##### SOURCE RECORDS

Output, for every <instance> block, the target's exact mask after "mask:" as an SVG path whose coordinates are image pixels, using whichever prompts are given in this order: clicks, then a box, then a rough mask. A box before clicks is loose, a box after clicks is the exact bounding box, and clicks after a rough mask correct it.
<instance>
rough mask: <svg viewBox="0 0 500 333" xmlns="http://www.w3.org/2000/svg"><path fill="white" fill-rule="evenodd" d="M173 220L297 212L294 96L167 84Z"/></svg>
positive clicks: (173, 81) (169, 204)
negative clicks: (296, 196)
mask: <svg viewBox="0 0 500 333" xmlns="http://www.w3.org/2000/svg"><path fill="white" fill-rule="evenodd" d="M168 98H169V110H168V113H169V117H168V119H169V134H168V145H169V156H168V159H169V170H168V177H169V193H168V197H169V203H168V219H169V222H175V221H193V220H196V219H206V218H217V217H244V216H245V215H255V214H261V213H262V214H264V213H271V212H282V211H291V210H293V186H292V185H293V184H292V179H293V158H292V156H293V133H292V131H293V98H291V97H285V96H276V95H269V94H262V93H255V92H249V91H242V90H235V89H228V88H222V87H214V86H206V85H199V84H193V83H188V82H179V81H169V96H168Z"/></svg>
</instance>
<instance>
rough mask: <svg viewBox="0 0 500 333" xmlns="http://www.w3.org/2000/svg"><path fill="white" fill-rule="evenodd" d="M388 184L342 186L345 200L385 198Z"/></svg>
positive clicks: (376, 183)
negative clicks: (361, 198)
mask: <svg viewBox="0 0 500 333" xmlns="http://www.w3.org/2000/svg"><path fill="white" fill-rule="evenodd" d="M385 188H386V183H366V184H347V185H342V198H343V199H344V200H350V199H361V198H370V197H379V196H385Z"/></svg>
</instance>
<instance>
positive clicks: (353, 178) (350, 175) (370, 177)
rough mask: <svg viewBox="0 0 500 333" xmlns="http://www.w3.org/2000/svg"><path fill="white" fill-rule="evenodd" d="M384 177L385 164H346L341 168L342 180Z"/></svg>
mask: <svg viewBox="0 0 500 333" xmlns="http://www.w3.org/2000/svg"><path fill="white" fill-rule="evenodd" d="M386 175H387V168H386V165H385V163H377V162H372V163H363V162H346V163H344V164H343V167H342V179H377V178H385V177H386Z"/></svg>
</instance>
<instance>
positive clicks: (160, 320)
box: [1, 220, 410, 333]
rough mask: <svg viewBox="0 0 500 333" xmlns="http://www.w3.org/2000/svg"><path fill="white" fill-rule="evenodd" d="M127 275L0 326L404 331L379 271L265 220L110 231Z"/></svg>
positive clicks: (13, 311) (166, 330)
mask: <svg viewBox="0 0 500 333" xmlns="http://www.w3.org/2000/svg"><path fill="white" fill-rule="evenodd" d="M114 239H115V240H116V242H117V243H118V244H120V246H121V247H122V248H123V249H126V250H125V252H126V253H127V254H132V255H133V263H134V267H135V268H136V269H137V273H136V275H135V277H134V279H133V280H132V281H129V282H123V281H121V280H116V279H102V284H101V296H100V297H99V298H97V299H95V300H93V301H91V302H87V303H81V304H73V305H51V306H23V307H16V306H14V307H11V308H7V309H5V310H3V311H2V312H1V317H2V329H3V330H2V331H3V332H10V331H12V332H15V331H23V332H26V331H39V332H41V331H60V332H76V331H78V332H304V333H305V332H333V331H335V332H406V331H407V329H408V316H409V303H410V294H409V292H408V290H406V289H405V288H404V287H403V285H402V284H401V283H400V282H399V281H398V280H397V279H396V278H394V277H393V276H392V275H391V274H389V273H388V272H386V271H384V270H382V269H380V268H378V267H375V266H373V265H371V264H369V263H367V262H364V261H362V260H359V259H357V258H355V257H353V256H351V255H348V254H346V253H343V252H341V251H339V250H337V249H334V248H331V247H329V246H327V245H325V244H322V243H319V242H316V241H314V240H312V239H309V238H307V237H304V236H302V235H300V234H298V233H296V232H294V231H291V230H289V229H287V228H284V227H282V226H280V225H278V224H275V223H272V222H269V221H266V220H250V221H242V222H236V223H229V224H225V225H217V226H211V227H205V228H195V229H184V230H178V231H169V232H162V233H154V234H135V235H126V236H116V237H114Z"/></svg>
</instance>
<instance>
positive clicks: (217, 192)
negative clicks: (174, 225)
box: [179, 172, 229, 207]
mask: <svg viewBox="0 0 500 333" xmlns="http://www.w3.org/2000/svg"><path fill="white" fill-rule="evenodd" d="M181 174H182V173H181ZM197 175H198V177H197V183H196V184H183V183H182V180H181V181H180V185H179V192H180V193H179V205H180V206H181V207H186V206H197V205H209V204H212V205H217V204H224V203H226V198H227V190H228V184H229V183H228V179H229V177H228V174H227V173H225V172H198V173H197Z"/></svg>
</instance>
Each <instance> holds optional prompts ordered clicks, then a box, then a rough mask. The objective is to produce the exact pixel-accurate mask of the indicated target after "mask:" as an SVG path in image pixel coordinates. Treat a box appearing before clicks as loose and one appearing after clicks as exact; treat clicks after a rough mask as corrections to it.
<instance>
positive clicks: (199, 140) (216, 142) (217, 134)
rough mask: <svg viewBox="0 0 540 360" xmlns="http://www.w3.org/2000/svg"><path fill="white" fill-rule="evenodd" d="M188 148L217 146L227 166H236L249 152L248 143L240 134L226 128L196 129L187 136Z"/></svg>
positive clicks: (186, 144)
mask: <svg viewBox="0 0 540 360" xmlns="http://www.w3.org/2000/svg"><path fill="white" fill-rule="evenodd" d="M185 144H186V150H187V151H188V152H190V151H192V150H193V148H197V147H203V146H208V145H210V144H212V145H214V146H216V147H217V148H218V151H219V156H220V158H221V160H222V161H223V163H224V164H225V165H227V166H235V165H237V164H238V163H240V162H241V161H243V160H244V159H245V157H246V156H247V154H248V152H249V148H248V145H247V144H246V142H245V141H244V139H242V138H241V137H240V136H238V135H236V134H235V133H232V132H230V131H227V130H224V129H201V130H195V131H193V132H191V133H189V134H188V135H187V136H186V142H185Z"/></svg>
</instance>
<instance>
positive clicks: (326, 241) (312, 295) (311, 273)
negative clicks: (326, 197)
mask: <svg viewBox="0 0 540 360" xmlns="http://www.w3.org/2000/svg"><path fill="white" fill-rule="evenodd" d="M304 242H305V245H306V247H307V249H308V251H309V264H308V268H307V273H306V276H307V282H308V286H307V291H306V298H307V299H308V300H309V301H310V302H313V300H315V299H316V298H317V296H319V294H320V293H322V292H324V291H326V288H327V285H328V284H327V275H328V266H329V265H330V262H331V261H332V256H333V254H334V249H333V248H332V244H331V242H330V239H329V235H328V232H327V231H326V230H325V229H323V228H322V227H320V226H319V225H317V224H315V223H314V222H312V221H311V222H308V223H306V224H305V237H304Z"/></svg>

##########

**TASK DESCRIPTION**
Rewrite all the rows above, changing every "rough mask" to "coarse mask" and leaving everything else unchanged.

**OUTPUT OF THE EXERCISE**
Output, for every <instance> block, the target's exact mask after "mask:" as an SVG path whose coordinates are image pixels, using whichever prompts are given in this order: clicks, then a box, then a coarse mask. A box before clicks is loose, a box after clicks is the exact bounding box, and clicks after a coarse mask correct it.
<instance>
coarse mask: <svg viewBox="0 0 500 333" xmlns="http://www.w3.org/2000/svg"><path fill="white" fill-rule="evenodd" d="M173 220L297 212L294 96L167 84Z"/></svg>
positive clicks: (173, 81) (169, 204)
negative clicks: (296, 196)
mask: <svg viewBox="0 0 500 333" xmlns="http://www.w3.org/2000/svg"><path fill="white" fill-rule="evenodd" d="M168 98H169V110H168V113H169V117H168V119H169V134H168V145H169V156H168V159H169V170H168V177H169V193H168V197H169V203H168V219H169V222H175V221H193V220H196V219H206V218H217V217H244V216H245V215H255V214H261V213H262V214H264V213H271V212H282V211H291V210H293V186H292V185H293V184H292V179H293V158H292V156H293V133H292V131H293V98H291V97H285V96H276V95H269V94H262V93H255V92H249V91H242V90H235V89H228V88H222V87H214V86H206V85H199V84H193V83H188V82H179V81H169V96H168Z"/></svg>
</instance>
<instance>
coarse mask: <svg viewBox="0 0 500 333" xmlns="http://www.w3.org/2000/svg"><path fill="white" fill-rule="evenodd" d="M388 184L342 186L345 200L385 198Z"/></svg>
positive clicks: (376, 183)
negative clicks: (361, 198)
mask: <svg viewBox="0 0 500 333" xmlns="http://www.w3.org/2000/svg"><path fill="white" fill-rule="evenodd" d="M385 188H386V183H366V184H347V185H342V198H343V199H344V200H350V199H361V198H370V197H379V196H385Z"/></svg>
</instance>
<instance>
positive clicks: (353, 178) (350, 175) (370, 177)
coarse mask: <svg viewBox="0 0 500 333" xmlns="http://www.w3.org/2000/svg"><path fill="white" fill-rule="evenodd" d="M384 177L385 164H346L341 168L342 180Z"/></svg>
mask: <svg viewBox="0 0 500 333" xmlns="http://www.w3.org/2000/svg"><path fill="white" fill-rule="evenodd" d="M386 175H387V168H386V165H385V163H377V162H372V163H363V162H346V163H344V164H343V167H342V179H377V178H385V177H386Z"/></svg>
</instance>
<instance>
positive clicks: (160, 320)
box: [1, 220, 410, 333]
coarse mask: <svg viewBox="0 0 500 333" xmlns="http://www.w3.org/2000/svg"><path fill="white" fill-rule="evenodd" d="M127 275L0 326L404 331L379 271L265 220L110 231Z"/></svg>
positive clicks: (13, 311) (166, 330)
mask: <svg viewBox="0 0 500 333" xmlns="http://www.w3.org/2000/svg"><path fill="white" fill-rule="evenodd" d="M114 239H115V240H116V242H117V243H118V244H120V246H121V247H122V248H123V249H126V250H125V252H126V253H127V254H132V255H133V263H134V267H135V268H136V269H137V273H136V275H135V277H134V279H133V280H132V281H129V282H123V281H121V280H116V279H102V284H101V296H100V297H99V298H97V299H95V300H93V301H91V302H87V303H81V304H73V305H51V306H23V307H16V306H14V307H11V308H7V309H5V310H3V311H2V312H1V317H2V329H3V330H2V331H3V332H10V331H12V332H15V331H23V332H26V331H39V332H41V331H60V332H76V331H78V332H304V333H305V332H333V331H335V332H406V331H407V329H408V316H409V303H410V294H409V292H408V290H406V289H405V288H404V287H403V285H402V284H401V283H400V282H399V281H398V280H397V279H396V278H394V277H393V276H392V275H391V274H389V273H388V272H386V271H384V270H382V269H380V268H378V267H375V266H373V265H371V264H369V263H367V262H364V261H362V260H359V259H357V258H355V257H353V256H351V255H348V254H346V253H343V252H341V251H339V250H337V249H334V248H331V247H329V246H327V245H325V244H322V243H319V242H316V241H314V240H312V239H309V238H307V237H304V236H302V235H300V234H298V233H296V232H294V231H291V230H289V229H287V228H284V227H282V226H280V225H278V224H275V223H272V222H269V221H266V220H250V221H242V222H236V223H229V224H225V225H217V226H211V227H205V228H195V229H184V230H178V231H169V232H162V233H154V234H135V235H126V236H116V237H114Z"/></svg>
</instance>
<instance>
positive clicks: (217, 192)
negative clicks: (174, 225)
box: [179, 172, 229, 207]
mask: <svg viewBox="0 0 500 333" xmlns="http://www.w3.org/2000/svg"><path fill="white" fill-rule="evenodd" d="M181 174H182V173H181ZM197 175H198V177H197V183H196V184H183V183H182V180H181V181H180V185H179V192H180V193H179V205H180V206H181V207H186V206H197V205H209V204H212V205H217V204H224V203H226V198H227V190H228V184H229V183H228V179H229V177H228V174H227V173H225V172H198V173H197Z"/></svg>
</instance>
Each <instance> holds optional prompts ordered clicks, then a box, then a coarse mask. The objective is to produce the exact pixel-accurate mask of the indicated target after "mask:" as an SVG path in image pixel coordinates. Treat a box appearing before clicks as loose and one appearing after clicks as exact; treat clicks after a coarse mask as corrections to it.
<instance>
positive clicks: (199, 140) (216, 142) (217, 134)
coarse mask: <svg viewBox="0 0 540 360" xmlns="http://www.w3.org/2000/svg"><path fill="white" fill-rule="evenodd" d="M188 148L217 146L227 166H236L249 152L248 143L240 134L226 128L196 129L187 136Z"/></svg>
positive clicks: (186, 144)
mask: <svg viewBox="0 0 540 360" xmlns="http://www.w3.org/2000/svg"><path fill="white" fill-rule="evenodd" d="M185 144H186V150H187V151H188V152H190V151H192V150H193V148H197V147H203V146H208V145H210V144H212V145H214V146H216V147H217V148H218V151H219V156H220V158H221V160H222V161H223V163H224V164H225V165H227V166H235V165H237V164H238V163H240V162H241V161H243V160H244V159H245V157H246V156H247V154H248V152H249V148H248V145H247V144H246V142H245V141H244V139H242V138H241V137H240V136H238V135H236V134H235V133H232V132H230V131H227V130H224V129H201V130H195V131H193V132H191V133H189V134H188V135H187V136H186V142H185Z"/></svg>
</instance>
<instance>
positive clicks: (326, 241) (312, 295) (311, 273)
negative clicks: (326, 197)
mask: <svg viewBox="0 0 540 360" xmlns="http://www.w3.org/2000/svg"><path fill="white" fill-rule="evenodd" d="M304 242H305V245H306V247H307V249H308V251H309V264H308V268H307V273H306V276H307V282H308V286H307V291H306V298H307V299H308V300H309V301H310V302H313V300H315V299H316V298H317V296H319V294H320V293H322V292H324V291H326V288H327V285H328V284H327V275H328V266H329V265H330V262H331V261H332V256H333V254H334V249H333V248H332V244H331V242H330V239H329V235H328V232H327V231H326V230H325V229H323V228H322V227H320V226H319V225H317V224H315V223H314V222H312V221H311V222H308V223H306V224H305V237H304Z"/></svg>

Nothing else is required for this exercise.